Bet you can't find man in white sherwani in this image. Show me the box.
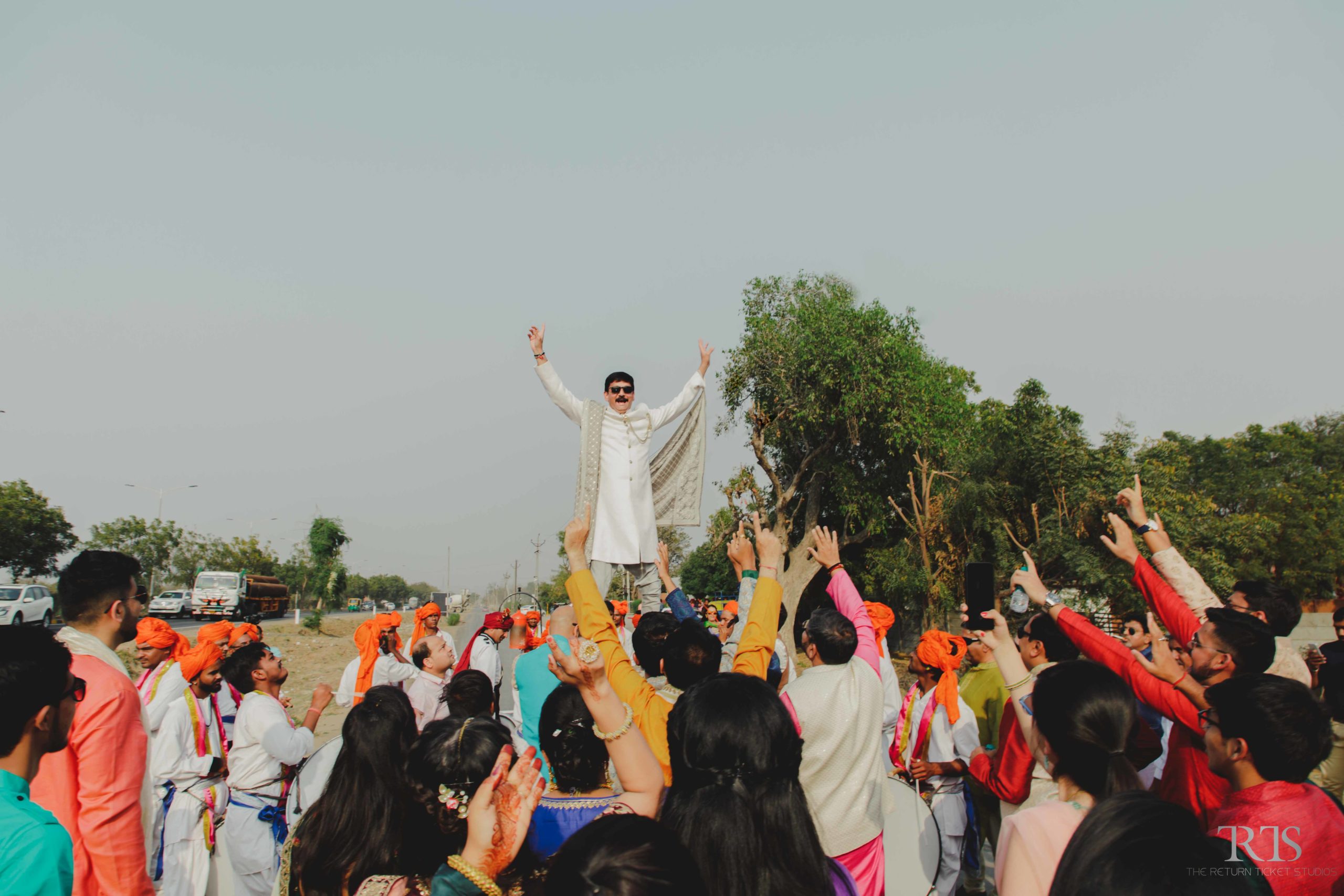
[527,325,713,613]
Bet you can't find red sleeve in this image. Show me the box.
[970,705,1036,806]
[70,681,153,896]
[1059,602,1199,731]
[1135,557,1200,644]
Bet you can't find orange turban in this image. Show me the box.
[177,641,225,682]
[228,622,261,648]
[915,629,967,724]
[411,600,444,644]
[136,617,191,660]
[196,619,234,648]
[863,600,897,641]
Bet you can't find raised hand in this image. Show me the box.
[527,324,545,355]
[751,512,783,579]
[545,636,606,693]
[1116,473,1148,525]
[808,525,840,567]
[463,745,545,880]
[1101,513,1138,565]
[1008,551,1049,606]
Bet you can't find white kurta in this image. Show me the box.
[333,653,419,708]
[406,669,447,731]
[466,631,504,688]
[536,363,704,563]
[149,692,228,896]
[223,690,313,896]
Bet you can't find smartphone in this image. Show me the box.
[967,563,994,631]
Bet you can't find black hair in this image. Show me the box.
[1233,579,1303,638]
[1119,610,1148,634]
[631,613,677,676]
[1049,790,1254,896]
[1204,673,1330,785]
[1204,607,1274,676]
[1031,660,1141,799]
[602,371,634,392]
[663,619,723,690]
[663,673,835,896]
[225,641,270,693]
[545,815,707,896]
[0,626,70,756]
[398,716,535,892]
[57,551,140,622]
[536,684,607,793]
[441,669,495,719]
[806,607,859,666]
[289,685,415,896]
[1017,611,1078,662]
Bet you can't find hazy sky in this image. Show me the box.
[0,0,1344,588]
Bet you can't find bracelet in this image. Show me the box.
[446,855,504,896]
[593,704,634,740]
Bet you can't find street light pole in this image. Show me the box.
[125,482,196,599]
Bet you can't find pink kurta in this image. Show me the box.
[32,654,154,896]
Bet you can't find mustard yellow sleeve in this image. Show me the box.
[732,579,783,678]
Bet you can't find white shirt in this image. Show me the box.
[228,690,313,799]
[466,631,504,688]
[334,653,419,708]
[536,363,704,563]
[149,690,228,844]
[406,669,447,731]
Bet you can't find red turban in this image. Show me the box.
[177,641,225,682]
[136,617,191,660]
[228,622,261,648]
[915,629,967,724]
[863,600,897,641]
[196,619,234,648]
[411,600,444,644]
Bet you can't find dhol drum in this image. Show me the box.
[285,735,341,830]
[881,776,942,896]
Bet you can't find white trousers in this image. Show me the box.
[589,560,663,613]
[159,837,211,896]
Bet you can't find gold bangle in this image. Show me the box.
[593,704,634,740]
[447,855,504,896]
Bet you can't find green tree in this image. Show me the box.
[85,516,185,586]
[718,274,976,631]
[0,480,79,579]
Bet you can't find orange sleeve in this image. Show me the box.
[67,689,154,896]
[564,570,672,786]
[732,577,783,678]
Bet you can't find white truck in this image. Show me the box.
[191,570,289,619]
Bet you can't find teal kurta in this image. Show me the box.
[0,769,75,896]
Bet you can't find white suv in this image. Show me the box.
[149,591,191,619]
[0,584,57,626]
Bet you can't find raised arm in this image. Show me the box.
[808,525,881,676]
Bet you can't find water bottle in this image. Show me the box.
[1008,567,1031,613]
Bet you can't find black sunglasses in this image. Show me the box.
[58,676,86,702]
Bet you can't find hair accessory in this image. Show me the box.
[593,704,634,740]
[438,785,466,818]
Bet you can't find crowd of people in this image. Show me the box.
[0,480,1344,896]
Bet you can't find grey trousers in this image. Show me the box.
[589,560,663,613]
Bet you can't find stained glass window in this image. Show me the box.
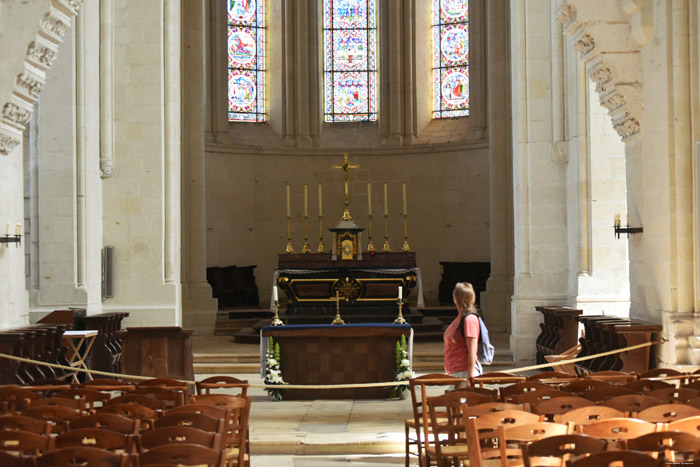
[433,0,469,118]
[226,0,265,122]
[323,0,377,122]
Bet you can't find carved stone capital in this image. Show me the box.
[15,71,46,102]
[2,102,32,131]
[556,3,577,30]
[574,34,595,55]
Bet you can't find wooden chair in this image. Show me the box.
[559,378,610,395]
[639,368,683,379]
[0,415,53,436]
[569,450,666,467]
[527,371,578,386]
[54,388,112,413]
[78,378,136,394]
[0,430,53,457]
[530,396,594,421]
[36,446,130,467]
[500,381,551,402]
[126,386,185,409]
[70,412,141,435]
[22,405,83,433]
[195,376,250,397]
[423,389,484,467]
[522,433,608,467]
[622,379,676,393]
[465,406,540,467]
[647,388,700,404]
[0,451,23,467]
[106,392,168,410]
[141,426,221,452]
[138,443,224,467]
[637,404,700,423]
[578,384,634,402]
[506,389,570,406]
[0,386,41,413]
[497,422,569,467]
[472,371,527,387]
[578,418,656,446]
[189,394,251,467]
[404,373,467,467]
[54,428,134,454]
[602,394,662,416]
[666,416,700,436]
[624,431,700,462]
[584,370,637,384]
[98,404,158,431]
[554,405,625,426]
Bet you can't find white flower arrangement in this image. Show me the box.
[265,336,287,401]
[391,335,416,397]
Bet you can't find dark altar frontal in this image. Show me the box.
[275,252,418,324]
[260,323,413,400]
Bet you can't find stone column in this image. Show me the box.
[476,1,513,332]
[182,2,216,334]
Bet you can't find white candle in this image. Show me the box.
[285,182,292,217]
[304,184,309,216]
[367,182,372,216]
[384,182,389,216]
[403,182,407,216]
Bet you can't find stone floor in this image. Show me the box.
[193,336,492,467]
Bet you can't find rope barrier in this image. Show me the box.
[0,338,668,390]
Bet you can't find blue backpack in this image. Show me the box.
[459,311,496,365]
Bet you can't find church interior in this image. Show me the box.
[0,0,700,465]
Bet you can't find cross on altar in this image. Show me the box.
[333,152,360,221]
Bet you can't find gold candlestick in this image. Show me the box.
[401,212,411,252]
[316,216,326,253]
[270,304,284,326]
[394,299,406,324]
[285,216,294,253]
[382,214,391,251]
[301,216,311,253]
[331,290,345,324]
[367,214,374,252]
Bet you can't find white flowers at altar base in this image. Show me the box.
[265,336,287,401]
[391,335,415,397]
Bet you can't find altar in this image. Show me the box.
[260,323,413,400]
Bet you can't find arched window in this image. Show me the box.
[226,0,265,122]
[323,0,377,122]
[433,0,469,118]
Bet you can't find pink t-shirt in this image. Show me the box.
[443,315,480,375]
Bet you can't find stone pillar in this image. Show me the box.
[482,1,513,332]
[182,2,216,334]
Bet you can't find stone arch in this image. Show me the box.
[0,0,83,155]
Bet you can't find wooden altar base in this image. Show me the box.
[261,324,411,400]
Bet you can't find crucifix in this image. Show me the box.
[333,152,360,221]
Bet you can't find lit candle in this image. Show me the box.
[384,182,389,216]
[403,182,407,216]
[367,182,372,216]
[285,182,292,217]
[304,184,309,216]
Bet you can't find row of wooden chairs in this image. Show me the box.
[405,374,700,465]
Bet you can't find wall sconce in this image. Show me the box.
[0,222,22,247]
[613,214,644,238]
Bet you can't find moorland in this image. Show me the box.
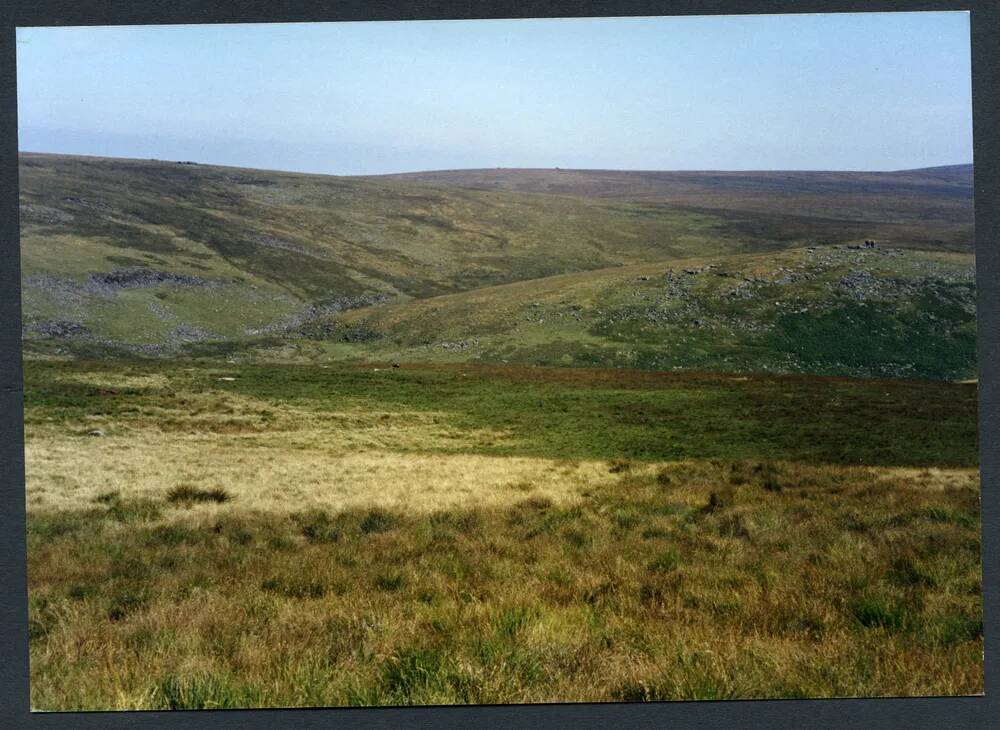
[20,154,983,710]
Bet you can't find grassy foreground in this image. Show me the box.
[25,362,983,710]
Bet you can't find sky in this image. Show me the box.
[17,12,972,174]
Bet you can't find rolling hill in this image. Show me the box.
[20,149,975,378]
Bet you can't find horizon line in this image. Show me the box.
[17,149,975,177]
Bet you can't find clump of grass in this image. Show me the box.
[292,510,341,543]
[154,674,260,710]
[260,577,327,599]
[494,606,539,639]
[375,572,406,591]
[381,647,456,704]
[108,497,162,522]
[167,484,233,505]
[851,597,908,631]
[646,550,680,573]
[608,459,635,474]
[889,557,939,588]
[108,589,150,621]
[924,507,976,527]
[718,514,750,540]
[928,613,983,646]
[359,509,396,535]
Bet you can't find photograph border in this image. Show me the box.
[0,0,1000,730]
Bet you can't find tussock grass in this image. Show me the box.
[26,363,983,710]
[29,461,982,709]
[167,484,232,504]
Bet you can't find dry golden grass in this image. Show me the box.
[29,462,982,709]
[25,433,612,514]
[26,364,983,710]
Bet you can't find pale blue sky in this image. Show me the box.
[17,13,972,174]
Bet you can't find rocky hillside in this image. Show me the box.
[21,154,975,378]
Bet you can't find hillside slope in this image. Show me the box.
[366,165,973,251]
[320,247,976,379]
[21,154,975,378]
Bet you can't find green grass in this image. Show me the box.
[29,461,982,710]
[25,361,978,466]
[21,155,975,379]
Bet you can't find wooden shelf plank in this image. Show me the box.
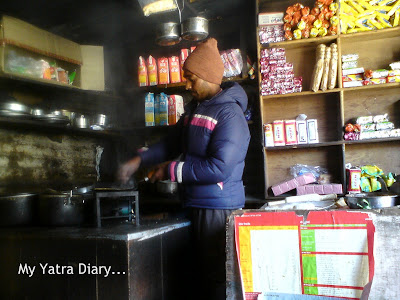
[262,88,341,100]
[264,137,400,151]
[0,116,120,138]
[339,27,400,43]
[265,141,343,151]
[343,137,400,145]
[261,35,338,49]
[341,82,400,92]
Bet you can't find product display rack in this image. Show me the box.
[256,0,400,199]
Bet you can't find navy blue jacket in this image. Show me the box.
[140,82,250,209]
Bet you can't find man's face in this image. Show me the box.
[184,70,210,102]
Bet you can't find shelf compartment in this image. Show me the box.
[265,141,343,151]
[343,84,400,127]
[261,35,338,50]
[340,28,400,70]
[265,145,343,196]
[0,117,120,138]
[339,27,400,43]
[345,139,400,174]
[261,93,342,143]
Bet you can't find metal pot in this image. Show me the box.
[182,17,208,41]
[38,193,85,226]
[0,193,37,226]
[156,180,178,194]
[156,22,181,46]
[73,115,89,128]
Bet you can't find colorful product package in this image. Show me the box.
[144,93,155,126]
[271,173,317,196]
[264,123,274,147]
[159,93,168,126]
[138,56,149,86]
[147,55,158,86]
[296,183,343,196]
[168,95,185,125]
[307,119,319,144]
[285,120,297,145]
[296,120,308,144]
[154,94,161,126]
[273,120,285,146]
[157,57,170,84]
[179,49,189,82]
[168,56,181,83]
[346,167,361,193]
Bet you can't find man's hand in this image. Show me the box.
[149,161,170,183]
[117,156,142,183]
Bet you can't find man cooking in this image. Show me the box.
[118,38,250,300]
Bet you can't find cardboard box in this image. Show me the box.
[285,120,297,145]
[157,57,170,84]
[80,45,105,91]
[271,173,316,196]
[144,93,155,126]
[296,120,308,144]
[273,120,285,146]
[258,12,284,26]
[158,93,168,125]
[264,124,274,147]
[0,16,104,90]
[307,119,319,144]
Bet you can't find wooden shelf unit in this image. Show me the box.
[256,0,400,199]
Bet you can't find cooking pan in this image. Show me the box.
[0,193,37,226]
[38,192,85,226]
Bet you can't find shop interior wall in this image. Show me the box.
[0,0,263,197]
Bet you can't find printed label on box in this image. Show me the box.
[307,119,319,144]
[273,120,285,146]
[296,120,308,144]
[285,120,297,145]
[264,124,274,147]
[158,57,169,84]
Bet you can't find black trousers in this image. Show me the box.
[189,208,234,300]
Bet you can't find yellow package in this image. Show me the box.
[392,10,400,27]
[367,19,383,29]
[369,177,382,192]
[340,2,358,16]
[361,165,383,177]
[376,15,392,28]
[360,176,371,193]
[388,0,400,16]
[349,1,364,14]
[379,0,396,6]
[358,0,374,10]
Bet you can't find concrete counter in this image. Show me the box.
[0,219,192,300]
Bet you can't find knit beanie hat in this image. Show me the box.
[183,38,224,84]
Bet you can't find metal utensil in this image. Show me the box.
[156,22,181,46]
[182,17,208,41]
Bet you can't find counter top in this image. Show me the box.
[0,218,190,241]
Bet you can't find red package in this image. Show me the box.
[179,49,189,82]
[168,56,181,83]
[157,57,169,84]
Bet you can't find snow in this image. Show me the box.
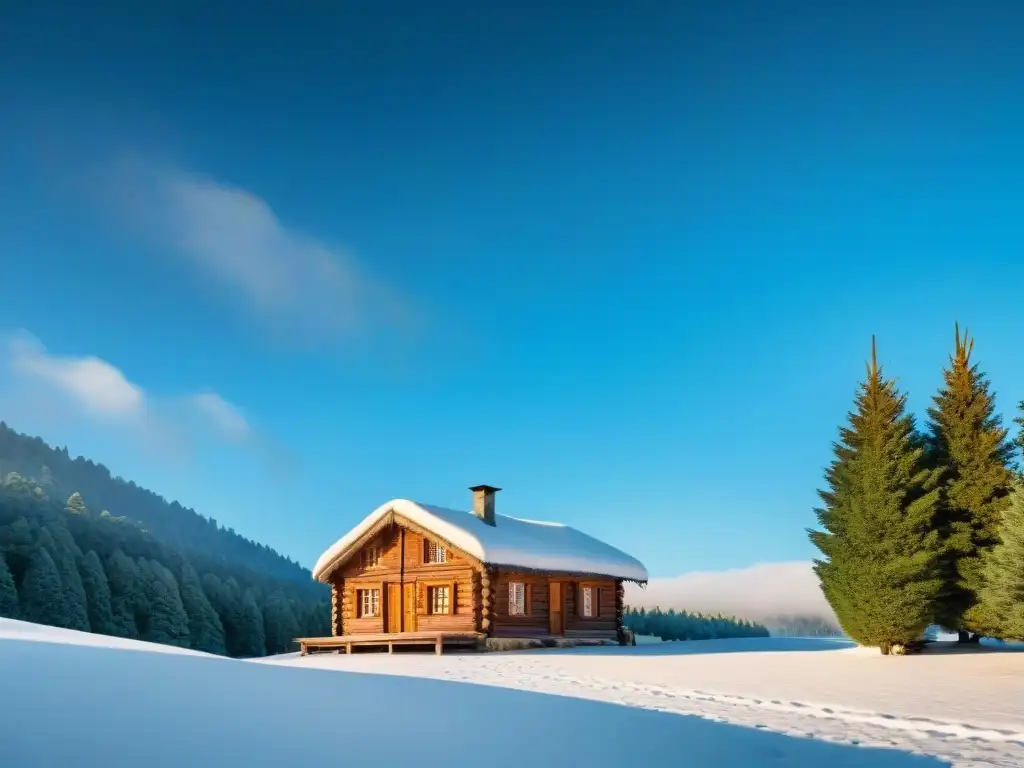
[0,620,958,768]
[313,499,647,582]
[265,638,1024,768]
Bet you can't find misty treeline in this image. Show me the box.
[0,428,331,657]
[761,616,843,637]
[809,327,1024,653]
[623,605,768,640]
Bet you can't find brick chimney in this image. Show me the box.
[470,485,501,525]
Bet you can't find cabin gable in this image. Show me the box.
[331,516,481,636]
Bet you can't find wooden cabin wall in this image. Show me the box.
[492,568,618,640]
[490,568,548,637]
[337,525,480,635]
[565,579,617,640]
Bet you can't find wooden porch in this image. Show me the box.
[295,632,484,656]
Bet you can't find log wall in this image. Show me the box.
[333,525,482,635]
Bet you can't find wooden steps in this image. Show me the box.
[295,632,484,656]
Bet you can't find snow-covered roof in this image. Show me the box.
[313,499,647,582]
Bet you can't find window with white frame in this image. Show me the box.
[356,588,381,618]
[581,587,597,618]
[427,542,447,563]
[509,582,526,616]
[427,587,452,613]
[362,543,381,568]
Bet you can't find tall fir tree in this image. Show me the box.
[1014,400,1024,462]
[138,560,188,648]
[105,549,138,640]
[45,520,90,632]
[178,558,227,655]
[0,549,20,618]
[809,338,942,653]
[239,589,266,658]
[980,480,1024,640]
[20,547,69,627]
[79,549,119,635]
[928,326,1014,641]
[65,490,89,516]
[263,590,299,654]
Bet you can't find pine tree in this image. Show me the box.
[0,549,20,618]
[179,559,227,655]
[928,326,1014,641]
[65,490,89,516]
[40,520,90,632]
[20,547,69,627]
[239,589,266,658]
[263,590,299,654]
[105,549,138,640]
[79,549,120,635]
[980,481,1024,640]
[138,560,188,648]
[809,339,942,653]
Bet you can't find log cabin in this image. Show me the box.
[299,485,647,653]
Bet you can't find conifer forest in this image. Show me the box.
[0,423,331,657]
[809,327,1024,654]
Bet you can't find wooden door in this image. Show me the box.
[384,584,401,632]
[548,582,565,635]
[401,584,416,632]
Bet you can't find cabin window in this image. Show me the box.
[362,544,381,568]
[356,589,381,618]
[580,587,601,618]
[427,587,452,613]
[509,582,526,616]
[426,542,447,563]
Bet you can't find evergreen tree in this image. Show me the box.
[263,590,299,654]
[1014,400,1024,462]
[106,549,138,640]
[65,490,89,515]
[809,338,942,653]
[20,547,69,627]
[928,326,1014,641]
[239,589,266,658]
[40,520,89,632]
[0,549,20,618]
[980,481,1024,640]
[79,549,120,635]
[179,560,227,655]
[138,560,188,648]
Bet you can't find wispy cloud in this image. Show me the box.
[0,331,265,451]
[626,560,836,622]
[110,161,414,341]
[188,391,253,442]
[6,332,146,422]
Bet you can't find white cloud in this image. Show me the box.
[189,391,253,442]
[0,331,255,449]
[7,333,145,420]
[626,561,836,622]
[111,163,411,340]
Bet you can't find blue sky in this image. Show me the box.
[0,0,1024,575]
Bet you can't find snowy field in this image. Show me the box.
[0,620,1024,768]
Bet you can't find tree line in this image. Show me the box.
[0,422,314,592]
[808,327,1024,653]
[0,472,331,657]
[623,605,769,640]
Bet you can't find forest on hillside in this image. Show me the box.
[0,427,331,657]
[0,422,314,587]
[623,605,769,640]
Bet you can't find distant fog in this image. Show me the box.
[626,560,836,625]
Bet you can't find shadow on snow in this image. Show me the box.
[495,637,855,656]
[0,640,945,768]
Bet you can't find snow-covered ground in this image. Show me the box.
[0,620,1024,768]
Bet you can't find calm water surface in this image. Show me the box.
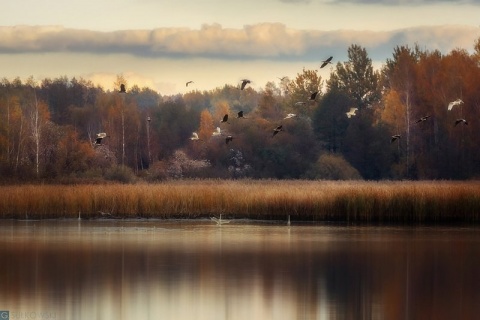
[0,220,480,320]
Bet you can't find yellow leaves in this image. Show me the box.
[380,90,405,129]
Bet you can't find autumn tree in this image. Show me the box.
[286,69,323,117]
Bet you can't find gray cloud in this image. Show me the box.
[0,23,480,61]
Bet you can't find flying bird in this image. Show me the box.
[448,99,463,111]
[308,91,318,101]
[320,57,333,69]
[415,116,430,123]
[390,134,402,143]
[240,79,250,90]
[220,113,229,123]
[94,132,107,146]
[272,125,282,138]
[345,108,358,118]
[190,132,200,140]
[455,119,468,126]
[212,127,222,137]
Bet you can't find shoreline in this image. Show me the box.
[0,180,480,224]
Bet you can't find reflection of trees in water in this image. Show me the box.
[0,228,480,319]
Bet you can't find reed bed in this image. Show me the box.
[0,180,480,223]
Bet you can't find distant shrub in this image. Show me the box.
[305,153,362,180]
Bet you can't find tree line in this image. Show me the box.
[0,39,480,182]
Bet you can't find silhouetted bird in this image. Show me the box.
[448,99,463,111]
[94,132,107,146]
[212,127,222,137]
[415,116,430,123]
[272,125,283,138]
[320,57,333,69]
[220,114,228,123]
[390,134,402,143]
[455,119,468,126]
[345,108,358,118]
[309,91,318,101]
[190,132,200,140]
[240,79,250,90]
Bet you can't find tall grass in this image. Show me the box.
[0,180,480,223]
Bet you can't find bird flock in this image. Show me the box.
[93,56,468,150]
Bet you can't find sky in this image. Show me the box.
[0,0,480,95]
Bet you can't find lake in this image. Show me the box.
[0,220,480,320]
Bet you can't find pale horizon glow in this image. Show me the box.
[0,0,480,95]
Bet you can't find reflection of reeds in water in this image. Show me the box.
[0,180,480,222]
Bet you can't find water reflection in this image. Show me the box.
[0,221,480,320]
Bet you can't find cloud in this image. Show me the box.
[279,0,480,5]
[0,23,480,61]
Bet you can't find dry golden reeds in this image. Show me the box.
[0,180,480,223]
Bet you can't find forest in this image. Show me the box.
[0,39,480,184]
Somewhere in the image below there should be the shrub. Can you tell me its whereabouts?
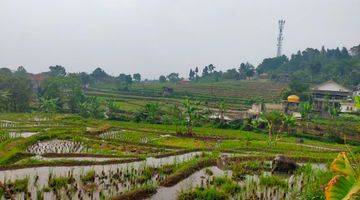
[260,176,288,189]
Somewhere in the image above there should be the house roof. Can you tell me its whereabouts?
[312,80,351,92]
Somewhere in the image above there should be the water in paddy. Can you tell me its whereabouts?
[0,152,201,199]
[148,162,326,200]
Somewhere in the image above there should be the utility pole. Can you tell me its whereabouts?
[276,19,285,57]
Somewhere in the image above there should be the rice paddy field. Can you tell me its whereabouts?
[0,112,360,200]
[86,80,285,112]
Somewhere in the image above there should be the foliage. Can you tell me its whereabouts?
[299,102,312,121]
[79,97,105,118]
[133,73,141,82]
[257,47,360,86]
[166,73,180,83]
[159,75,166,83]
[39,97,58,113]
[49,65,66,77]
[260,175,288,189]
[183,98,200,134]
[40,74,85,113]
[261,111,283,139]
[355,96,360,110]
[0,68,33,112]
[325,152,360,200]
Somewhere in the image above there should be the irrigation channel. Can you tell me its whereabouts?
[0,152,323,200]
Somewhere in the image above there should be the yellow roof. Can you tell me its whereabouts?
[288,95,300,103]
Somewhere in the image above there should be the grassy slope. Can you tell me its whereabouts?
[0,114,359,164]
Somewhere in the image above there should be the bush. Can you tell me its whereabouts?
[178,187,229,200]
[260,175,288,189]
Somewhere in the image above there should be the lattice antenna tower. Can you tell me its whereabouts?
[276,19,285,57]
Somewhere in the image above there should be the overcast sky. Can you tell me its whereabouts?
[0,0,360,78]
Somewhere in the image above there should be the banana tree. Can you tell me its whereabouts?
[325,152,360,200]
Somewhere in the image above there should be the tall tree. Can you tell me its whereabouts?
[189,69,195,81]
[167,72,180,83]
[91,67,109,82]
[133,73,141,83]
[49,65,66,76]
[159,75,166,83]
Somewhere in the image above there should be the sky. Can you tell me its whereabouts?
________________________________________
Written task: Put the records into a JSON list of strings with one string per line, starting at the first line and stopping after the line that contains "[1008,551,1049,606]". Leave out blank lines and the pictures.

Final answer:
[
  "Bet you can't find man in white sherwani in this image. Show me the box.",
  "[527,325,713,613]",
  "Bet you can't find red sleeve in this image. Show me the box.",
  "[970,705,1036,806]",
  "[70,681,153,896]",
  "[1059,602,1199,731]",
  "[1135,557,1200,644]",
  "Bet you can't find orange turban in this image. Show me the box.",
  "[177,641,225,682]",
  "[228,622,261,648]",
  "[915,629,967,724]",
  "[411,600,444,644]",
  "[136,617,191,660]",
  "[196,619,234,648]",
  "[863,600,897,641]",
  "Bet you can't find raised hand in this image. Show me the box.",
  "[527,324,545,355]",
  "[751,512,783,579]",
  "[545,636,606,693]",
  "[1116,473,1148,525]",
  "[808,525,840,567]",
  "[463,745,545,880]",
  "[1101,513,1138,565]",
  "[1008,551,1049,606]"
]